• [Provided information]
BEGIN

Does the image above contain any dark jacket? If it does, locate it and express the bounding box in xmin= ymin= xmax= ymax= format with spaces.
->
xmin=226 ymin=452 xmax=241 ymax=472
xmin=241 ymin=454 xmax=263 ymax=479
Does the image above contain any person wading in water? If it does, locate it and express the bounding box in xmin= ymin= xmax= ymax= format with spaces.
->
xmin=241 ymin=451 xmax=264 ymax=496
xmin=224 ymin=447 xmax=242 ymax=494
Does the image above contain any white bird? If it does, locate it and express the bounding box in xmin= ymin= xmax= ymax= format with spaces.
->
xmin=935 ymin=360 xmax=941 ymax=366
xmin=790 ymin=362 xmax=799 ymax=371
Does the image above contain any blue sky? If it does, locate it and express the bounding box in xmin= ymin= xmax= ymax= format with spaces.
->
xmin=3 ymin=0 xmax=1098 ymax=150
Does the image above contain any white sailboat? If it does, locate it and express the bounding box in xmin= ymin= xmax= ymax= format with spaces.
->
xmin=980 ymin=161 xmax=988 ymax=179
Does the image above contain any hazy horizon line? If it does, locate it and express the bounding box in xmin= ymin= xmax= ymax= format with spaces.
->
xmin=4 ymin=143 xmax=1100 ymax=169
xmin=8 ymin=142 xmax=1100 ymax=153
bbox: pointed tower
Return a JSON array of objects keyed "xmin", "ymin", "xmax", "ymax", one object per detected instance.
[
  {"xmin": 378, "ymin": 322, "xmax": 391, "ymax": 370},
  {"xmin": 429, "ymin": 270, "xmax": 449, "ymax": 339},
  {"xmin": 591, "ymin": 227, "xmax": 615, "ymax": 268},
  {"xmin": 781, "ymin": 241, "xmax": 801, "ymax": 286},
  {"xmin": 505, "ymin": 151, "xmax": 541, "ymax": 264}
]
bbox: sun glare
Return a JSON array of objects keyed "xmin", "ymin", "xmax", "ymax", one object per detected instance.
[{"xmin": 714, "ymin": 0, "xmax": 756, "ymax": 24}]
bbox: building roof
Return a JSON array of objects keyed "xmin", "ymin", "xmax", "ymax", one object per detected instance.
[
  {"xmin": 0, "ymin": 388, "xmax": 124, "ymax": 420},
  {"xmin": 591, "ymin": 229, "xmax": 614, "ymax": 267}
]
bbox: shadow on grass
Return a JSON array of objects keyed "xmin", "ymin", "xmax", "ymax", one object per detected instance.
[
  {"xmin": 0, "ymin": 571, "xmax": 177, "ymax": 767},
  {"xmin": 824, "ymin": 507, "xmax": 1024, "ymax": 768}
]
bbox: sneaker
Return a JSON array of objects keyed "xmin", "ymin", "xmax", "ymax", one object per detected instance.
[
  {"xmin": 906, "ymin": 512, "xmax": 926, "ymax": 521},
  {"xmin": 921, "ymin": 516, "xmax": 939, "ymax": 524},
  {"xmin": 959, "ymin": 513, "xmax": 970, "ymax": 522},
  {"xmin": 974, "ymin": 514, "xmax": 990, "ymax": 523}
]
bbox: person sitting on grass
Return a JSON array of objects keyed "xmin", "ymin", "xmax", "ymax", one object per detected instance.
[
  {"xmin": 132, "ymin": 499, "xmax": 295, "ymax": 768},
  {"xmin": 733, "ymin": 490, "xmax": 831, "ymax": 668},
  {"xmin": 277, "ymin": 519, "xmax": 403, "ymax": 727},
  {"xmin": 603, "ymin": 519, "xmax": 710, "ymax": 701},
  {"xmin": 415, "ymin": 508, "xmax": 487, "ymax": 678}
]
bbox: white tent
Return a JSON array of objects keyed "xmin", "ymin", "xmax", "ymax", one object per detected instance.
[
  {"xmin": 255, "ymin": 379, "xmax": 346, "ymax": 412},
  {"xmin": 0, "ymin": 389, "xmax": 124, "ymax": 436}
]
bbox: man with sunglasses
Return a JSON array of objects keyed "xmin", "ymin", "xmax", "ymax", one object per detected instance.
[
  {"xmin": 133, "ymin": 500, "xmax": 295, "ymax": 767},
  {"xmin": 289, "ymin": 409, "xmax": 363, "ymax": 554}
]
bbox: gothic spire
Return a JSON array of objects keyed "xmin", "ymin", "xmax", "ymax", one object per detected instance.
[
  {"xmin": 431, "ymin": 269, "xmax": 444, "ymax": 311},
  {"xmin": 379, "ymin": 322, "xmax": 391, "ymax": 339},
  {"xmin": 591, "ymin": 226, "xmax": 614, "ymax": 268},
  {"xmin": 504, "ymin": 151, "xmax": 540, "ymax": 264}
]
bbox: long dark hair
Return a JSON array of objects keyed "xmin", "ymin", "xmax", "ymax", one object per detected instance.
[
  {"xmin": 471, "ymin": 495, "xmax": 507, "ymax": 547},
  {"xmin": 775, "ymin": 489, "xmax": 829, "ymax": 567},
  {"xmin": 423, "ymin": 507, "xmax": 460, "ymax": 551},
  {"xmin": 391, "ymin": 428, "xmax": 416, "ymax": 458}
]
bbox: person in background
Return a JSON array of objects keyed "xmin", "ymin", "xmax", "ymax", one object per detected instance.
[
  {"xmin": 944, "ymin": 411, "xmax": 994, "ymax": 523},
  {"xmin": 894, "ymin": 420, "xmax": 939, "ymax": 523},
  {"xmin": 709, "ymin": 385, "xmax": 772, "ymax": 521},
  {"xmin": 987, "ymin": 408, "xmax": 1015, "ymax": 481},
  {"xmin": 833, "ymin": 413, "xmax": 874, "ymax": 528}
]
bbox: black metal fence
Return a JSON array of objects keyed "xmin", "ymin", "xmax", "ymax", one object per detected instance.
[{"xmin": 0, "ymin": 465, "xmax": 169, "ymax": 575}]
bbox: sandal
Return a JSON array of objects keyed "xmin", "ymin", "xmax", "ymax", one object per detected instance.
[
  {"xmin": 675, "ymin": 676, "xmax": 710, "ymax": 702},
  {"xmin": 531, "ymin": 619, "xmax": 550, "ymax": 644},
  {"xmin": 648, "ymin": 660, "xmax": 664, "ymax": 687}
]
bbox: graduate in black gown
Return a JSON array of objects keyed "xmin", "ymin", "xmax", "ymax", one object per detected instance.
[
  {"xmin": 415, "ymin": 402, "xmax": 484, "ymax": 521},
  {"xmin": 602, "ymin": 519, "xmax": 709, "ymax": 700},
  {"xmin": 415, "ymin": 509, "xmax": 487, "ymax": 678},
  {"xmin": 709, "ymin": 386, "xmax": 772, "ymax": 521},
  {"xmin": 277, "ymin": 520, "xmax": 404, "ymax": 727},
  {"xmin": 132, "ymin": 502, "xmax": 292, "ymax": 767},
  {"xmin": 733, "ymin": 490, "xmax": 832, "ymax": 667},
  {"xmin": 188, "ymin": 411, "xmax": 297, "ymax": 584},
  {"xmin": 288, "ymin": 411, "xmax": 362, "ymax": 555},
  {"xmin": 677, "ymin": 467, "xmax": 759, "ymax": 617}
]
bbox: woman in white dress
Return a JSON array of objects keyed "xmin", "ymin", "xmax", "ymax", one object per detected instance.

END

• [Instructions to follow] Your answer must be the full set of entries, copied exactly.

• [Task solution]
Does the image above contain any dark jacket? If it does, locate it and express the bounding box in xmin= ymin= xmax= ymax= format with spaces.
->
xmin=226 ymin=452 xmax=241 ymax=472
xmin=241 ymin=454 xmax=263 ymax=479
Does the image above contain any person wading in water? If it does, locate it and express the bounding box in xmin= ymin= xmax= ymax= format with spaces.
->
xmin=241 ymin=451 xmax=264 ymax=496
xmin=224 ymin=447 xmax=242 ymax=494
Does the image above contain any white bird? If it does, locate it and express the bounding box in xmin= ymin= xmax= ymax= format with spaces.
->
xmin=935 ymin=360 xmax=941 ymax=366
xmin=790 ymin=362 xmax=799 ymax=371
Does the image above contain any blue sky? If it does, locate it and express the bounding box in xmin= ymin= xmax= ymax= format with spaces.
->
xmin=3 ymin=0 xmax=1098 ymax=150
Does the image above contain any white sailboat? If it does, locate it and express the bounding box in xmin= ymin= xmax= ymax= format with spaces.
->
xmin=980 ymin=161 xmax=988 ymax=179
Does the image above contain any hazy horizon line? If it does, locate it and express the bounding box in xmin= ymin= xmax= ymax= format with spaces.
->
xmin=4 ymin=143 xmax=1100 ymax=169
xmin=8 ymin=142 xmax=1100 ymax=153
bbox: pointed tower
Return a JSON array of objects keyed "xmin", "ymin", "xmax", "ymax", one object per detected instance.
[
  {"xmin": 378, "ymin": 322, "xmax": 391, "ymax": 370},
  {"xmin": 429, "ymin": 270, "xmax": 449, "ymax": 339},
  {"xmin": 591, "ymin": 227, "xmax": 615, "ymax": 268},
  {"xmin": 781, "ymin": 241, "xmax": 801, "ymax": 286},
  {"xmin": 505, "ymin": 151, "xmax": 541, "ymax": 264}
]
bbox: sun glare
Return a JSON array of objects keyed "xmin", "ymin", "xmax", "ymax", one object per detected instance.
[{"xmin": 714, "ymin": 0, "xmax": 756, "ymax": 24}]
bbox: building roof
Return a JSON array of objects keyed "xmin", "ymin", "xmax", "ymax", one object per detected instance.
[
  {"xmin": 0, "ymin": 388, "xmax": 124, "ymax": 420},
  {"xmin": 591, "ymin": 229, "xmax": 614, "ymax": 267}
]
bbox: shadow on grass
Return a JSON array of objects keyed "xmin", "ymin", "xmax", "ymax", one object per detected instance.
[
  {"xmin": 0, "ymin": 571, "xmax": 177, "ymax": 767},
  {"xmin": 824, "ymin": 507, "xmax": 1024, "ymax": 768}
]
bbox: sneaker
Return a JSON array of objects keyed "xmin", "ymin", "xmax", "ymax", one object per detected instance.
[
  {"xmin": 906, "ymin": 512, "xmax": 926, "ymax": 521},
  {"xmin": 921, "ymin": 516, "xmax": 939, "ymax": 524},
  {"xmin": 959, "ymin": 513, "xmax": 970, "ymax": 522},
  {"xmin": 974, "ymin": 514, "xmax": 990, "ymax": 523}
]
bbox: person sitting on grass
Return a JSON array of objects keyed "xmin", "ymin", "xmax", "ymax", one object per detected instance.
[
  {"xmin": 132, "ymin": 499, "xmax": 295, "ymax": 768},
  {"xmin": 733, "ymin": 490, "xmax": 831, "ymax": 668},
  {"xmin": 277, "ymin": 519, "xmax": 403, "ymax": 727},
  {"xmin": 603, "ymin": 519, "xmax": 710, "ymax": 701},
  {"xmin": 415, "ymin": 508, "xmax": 487, "ymax": 678}
]
bbox: white tent
Return a JSON array of objects keyed "xmin", "ymin", "xmax", "ymax", one object per detected instance.
[
  {"xmin": 255, "ymin": 379, "xmax": 346, "ymax": 412},
  {"xmin": 0, "ymin": 389, "xmax": 124, "ymax": 436}
]
bbox: man with sunglasses
Return a JSON array of objects keyed "xmin", "ymin", "xmax", "ymax", one object per detected instance.
[
  {"xmin": 133, "ymin": 500, "xmax": 295, "ymax": 767},
  {"xmin": 289, "ymin": 409, "xmax": 363, "ymax": 554}
]
bbox: gothic spire
Return a JSON array of objects keyed "xmin", "ymin", "xmax", "ymax", one object per detected instance.
[
  {"xmin": 431, "ymin": 269, "xmax": 444, "ymax": 311},
  {"xmin": 379, "ymin": 322, "xmax": 391, "ymax": 339},
  {"xmin": 591, "ymin": 226, "xmax": 614, "ymax": 268},
  {"xmin": 504, "ymin": 151, "xmax": 540, "ymax": 264}
]
bbox: long dark hair
Return a JSON array of objects keyed "xmin", "ymin", "xmax", "ymax", one object per detected instance.
[
  {"xmin": 471, "ymin": 495, "xmax": 507, "ymax": 547},
  {"xmin": 775, "ymin": 489, "xmax": 829, "ymax": 567},
  {"xmin": 423, "ymin": 507, "xmax": 460, "ymax": 551},
  {"xmin": 391, "ymin": 428, "xmax": 416, "ymax": 458}
]
bbox: person in background
Return a JSON array of objects keyed "xmin", "ymin", "xmax", "ymax", one object per detected instance.
[
  {"xmin": 944, "ymin": 411, "xmax": 994, "ymax": 523},
  {"xmin": 894, "ymin": 420, "xmax": 939, "ymax": 523},
  {"xmin": 709, "ymin": 385, "xmax": 772, "ymax": 521},
  {"xmin": 987, "ymin": 408, "xmax": 1015, "ymax": 481},
  {"xmin": 833, "ymin": 413, "xmax": 874, "ymax": 528}
]
bbox: black metal fence
Return a JSON array of objects keyed "xmin", "ymin", "xmax", "ymax", one object per detected instance.
[{"xmin": 0, "ymin": 465, "xmax": 169, "ymax": 575}]
bbox: sandal
Return a JSON array of objects keyed "xmin", "ymin", "xmax", "ymax", one object per detected instance.
[
  {"xmin": 675, "ymin": 676, "xmax": 710, "ymax": 702},
  {"xmin": 531, "ymin": 619, "xmax": 550, "ymax": 644},
  {"xmin": 648, "ymin": 660, "xmax": 664, "ymax": 687}
]
bbox: graduate in black gown
Return a JSON array of objects keyed "xmin", "ymin", "xmax", "ymax", one object per detected instance.
[
  {"xmin": 415, "ymin": 402, "xmax": 484, "ymax": 521},
  {"xmin": 602, "ymin": 519, "xmax": 709, "ymax": 700},
  {"xmin": 415, "ymin": 509, "xmax": 487, "ymax": 678},
  {"xmin": 709, "ymin": 386, "xmax": 772, "ymax": 521},
  {"xmin": 277, "ymin": 520, "xmax": 404, "ymax": 727},
  {"xmin": 132, "ymin": 502, "xmax": 292, "ymax": 767},
  {"xmin": 733, "ymin": 490, "xmax": 832, "ymax": 667},
  {"xmin": 188, "ymin": 411, "xmax": 297, "ymax": 584},
  {"xmin": 288, "ymin": 411, "xmax": 362, "ymax": 555},
  {"xmin": 677, "ymin": 467, "xmax": 759, "ymax": 617}
]
bbox: woman in white dress
Return a JSON array of objects keyed "xmin", "ymin", "xmax", "ymax", one object per detected instance.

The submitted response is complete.